◆ Texto do exercício:
---
“Hoje você me fez passar mais um dia de raiva e vergonha esperando você para assinar o documento e não apareceu (...) EU NÃO QUERO MARIDO SÓ NO PAPEL.”
A fala colérica acima é um desabafo real da cabeleireira Cleusa Cruz nas redes sociais sobre o drama de seu divórcio: ela passou 25 anos esperando seu ex-marido assinar os papéis que carimbavam o fim do casamento.
Sua história viralizou na web após ter prometido que iria até a casa do ex "de mala e cuia" se ele não assinasse a dissolução da história. A ameaça funcionou. Depois de muitas idas e vindas até o cartório sem sucesso, o ex-marido finalmente compareceu e assinou os documentos.
No tão esperado dia do divórcio, Cleusa foi toda de preto: “Esse é o casamento que eu quero sepultar. Estou de preto, pois hoje é um dia fúnebre. Vinte cinco anos em dez minutos resolve”.
Divórcio unilateral. Esse é o nome do procedimento que teria facilitado a vida de Cleusa, se fosse regulamentado em todo o país. Em maio de 2019, os TJs de Pernambuco e do Maranhão até tentaram regulamentar o chamado “divórcio impositivo”, mas foram proibidos pelo CNJ, sob o argumento de que o desenlace só pode ser feito via Judiciário.
Quando um não quer...
No Brasil, há duas formas de se formalizar o fim do casamento: pela Justiça e pela via administrativa, neste caso, quando há consenso entre o casal e quando não há filhos incapazes. O divórcio unilateral é uma outra maneira de se fazer a dissolução do casamento pela via administrativa, quando uma das partes causa óbice ao divórcio injustificadamente. Nesse caso, as dissoluções poderiam ser realizadas por somente um dos cônjuges, sem que fosse necessária a presença de ambas as partes no cartório.
É importante lembrar que o divórcio é um direito potestativo, ou seja, aquele que não admite contestações. A EC 66/10 facilitou aos cônjuges o exercício pleno de sua autonomia privada ao estabelecer que o casamento civil pode ser dissolvido pelo divórcio, sem requisito de se comprovar separação por período de tempo.
De acordo com os tribunais que tentaram regulamentar esse procedimento, a CF afasta a exigência de quaisquer outros requisitos - objetivos ou subjetivos - para a decretação do divórcio, ou seja, sem restrições temporais ou causais, tornando-o sempre direto e imotivado; o que acarreta, “de forma iniludível e inexorável, a dispensabilidade de sua judicialização”.
Na mesma linha, o TJ/MA também regulamentou o divórcio unilateral. O Tribunal levou em conta princípios que regem o Estado Democrático de Direito como a individualidade, a liberdade, o bem-estar, a Justiça e a fraternidade para desburocratizar o fim de uma união.
Resolvido na Justiça
Pouco tempo depois dos Tribunais regulamentarem, o CNJ se pronunciou proibindo o divórcio impositivo para todo o país. O Corregedor Nacional de Justiça, ministro Humberto Martins, determinou que o TJ/PE revogasse o provimento e recomendou a todos os TJs que se abstivessem de editar atos normativos no mesmo sentido.
---
Entradas retiradas de uma coleção
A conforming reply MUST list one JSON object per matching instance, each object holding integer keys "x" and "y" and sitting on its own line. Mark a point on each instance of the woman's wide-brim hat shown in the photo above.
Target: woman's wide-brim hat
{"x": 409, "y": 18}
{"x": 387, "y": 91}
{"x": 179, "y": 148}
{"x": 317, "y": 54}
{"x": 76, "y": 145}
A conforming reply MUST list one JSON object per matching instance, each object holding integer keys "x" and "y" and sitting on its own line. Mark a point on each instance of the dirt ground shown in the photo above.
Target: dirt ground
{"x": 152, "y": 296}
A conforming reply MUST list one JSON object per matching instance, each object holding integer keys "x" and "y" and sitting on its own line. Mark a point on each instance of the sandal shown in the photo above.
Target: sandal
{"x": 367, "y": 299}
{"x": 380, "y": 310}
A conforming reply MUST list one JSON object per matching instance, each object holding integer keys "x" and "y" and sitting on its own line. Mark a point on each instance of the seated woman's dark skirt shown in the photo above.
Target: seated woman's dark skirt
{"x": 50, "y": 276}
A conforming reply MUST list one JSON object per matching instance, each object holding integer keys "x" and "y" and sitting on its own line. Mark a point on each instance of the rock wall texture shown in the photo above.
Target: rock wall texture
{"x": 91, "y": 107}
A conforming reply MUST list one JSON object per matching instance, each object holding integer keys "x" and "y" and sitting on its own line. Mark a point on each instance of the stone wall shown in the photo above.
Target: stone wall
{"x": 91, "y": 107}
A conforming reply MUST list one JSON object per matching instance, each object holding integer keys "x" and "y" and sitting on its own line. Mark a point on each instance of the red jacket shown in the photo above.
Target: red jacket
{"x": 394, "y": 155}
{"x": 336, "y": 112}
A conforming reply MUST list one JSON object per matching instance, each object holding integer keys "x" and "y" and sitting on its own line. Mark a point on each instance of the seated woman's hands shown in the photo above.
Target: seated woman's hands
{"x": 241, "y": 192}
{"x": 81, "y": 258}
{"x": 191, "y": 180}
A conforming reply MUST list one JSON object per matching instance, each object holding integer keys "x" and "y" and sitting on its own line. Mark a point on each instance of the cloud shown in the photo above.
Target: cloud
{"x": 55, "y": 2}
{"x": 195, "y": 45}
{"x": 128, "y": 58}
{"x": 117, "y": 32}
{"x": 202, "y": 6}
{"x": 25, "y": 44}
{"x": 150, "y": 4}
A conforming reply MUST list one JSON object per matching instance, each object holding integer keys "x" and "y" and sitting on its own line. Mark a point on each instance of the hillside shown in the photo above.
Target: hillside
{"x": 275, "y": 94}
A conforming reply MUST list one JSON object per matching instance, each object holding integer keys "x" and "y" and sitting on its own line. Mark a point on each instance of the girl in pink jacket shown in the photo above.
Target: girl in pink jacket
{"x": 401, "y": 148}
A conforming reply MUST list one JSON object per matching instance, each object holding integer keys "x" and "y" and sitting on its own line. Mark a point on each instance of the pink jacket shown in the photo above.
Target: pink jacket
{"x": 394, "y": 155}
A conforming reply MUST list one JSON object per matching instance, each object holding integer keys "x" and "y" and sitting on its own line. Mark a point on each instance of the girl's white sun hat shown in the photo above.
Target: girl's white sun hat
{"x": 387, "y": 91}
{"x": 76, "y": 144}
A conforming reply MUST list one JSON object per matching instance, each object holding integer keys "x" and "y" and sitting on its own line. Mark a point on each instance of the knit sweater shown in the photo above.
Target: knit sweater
---
◆ Enunciado da tarefa:
Responda a partir do texto sobre o divórcio unilateral:
1. Por quantos anos Cleusa Cruz esperou o ex-marido assinar os papéis do divórcio?
2. Em que mês e ano os TJs de Pernambuco e do Maranhão tentaram regulamentar o "divórcio impositivo"?
3. Quem determinou que o TJ/PE revogasse o provimento?

◆ Resultado do exercício:
1. Por 25 anos.
2. Em maio de 2019.
3. O Corregedor Nacional de Justiça, ministro Humberto Martins.